╔══
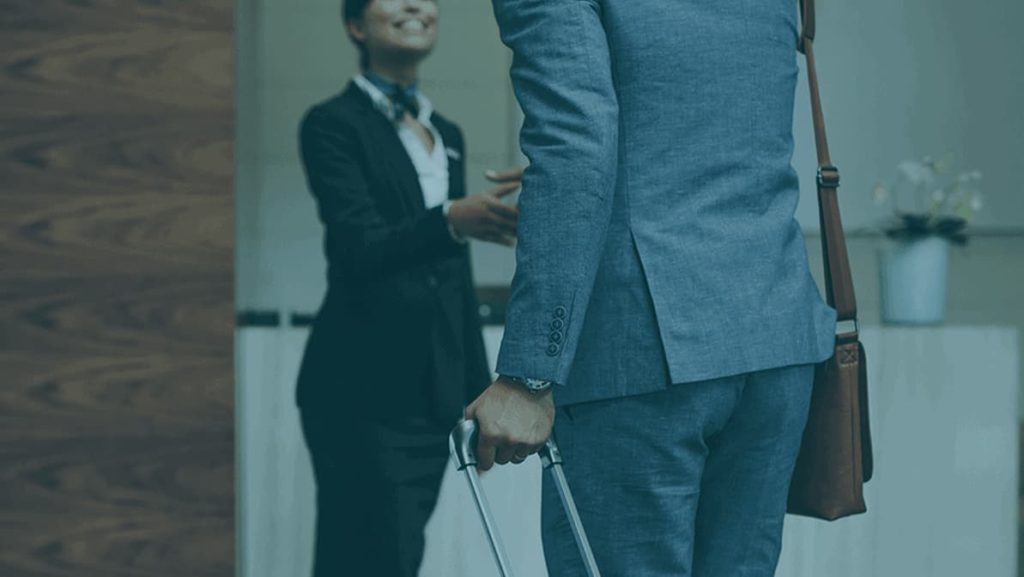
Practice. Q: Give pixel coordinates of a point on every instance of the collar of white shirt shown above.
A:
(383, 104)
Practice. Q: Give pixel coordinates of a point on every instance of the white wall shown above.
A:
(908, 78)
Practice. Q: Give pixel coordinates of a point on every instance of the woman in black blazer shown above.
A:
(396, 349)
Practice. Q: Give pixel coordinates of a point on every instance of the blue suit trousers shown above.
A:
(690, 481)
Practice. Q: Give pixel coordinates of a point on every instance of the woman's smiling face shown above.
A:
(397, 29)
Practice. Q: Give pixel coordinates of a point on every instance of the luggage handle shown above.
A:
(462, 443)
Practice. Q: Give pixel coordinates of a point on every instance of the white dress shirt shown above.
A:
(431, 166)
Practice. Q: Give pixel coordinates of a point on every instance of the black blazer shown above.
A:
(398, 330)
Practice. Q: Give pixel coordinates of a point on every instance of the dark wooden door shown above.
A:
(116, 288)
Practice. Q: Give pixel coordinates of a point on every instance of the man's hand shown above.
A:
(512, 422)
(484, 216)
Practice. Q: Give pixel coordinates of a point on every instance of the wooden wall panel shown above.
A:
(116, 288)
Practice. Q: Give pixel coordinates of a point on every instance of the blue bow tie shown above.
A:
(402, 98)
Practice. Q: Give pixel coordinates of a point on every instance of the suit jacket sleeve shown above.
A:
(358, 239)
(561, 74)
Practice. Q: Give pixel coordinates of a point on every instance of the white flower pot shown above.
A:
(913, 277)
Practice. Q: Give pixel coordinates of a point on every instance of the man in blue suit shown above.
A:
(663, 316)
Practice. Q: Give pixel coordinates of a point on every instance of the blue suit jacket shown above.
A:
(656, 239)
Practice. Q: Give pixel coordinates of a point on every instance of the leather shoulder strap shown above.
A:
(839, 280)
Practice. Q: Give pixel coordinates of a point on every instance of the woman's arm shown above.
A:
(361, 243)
╚══
# Requirement
Only the lines from the one containing "arm shown above." through the end of the material belong in the answer, each restated word for word.

# Completed task
Practice. Q: Give pixel coordinates of a point on every instance of the woman's arm shown above.
A:
(361, 243)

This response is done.